◆ **Instructions**
**1.** Rewrite the interview-shooting text from "Shooting an interview" up to and including "take into consideration.", replacing "one-man band" with "solo operator".
**2.** List every lens setting that the text on shooting solo interviews says you may need to adjust.
**3.** Continue the text on shooting solo interviews after its final sentence.

◆ **Excerpted text**
---

Shooting an interview as a one-man band is a common practice in the world of the independent filmmakers and documentarians. Being in this position on set, one is required to operate the camera, light the set, be a sound recordist, director and interviewer all-in-one. Very often, this turns to be a quite overwhelming task for many shooters.
Fortunately, there are plenty of handy techniques and practices that can be used in these type of situations that would help you to deal successfully with the technical challenges on set while managing to engage the subject of your story and conduct a great compelling interview at the same time.
The following video tutorial covers the essential aspects that everyone shooting this type of interviews should take into consideration.
Depending on whether you are left or right-handed, you should always sit on the opposite side of your camera. For instance, assuming that your are right-handed, it will be easier for you to operate the camera using your right hand while sitting on the left side, and vice verse. Furthermore, it’s important to sit as close as possible to the camera so that you can comfortably reach the lens to adjust the focus, aperture or zoom if necessary.
It is also a good practice to have an external monitor, so you can place it in an ideal position between you and the person that you are interviewing. This type of setup will allow you to keep an eye on the camera settings and framing, and simultaneously maintaining a direct eye contact with the interviewee which is essential from a psychological perspective in this type of shooting scenarios. This is one of the commonly used techniques to make your interlocutor feel comfortable enough in front of the camera giving you an appealing and engaging story.

---

◆ **Supplied records**
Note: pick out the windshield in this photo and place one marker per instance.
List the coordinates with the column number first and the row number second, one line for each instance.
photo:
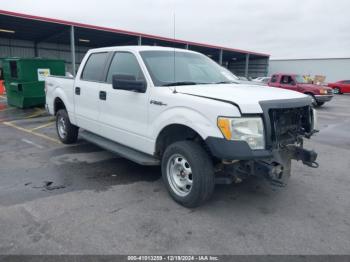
column 184, row 68
column 300, row 79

---

◆ **Results for the exercise**
**1.**
Shooting an interview as a solo operator is a common practice in the world of the independent filmmakers and documentarians. Being in this position on set, one is required to operate the camera, light the set, be a sound recordist, director and interviewer all-in-one. Very often, this turns to be a quite overwhelming task for many shooters.
Fortunately, there are plenty of handy techniques and practices that can be used in these type of situations that would help you to deal successfully with the technical challenges on set while managing to engage the subject of your story and conduct a great compelling interview at the same time.
The following video tutorial covers the essential aspects that everyone shooting this type of interviews should take into consideration.

**2.** focus, aperture, zoom

**3.**
This is how a conventional setup should look like:
Also, it’s recommended to be in the same position and height as the person if front of you, to get a natural eye line in the frame, being slightly on the left or right of the camera. Sitting tightly in this position also redounds to achieve this effect. Always think of the camera as being your “third eye”. The closer your head and eyes position is to the lens, the better and more natural your interviewee’s eye line will look.
At last but not least, try to have an informed conversation in advance with the person that you’re about to interview, if possible. Cover briefly the topic that you’re about to discuss, explain the details and answer all the questions that the subject might have for you before you start. To get a great and compelling story from your interviewee, it’s important to act in a calm and friendly manner, be patient and never forget to keep an eye on your camera settings at the same time.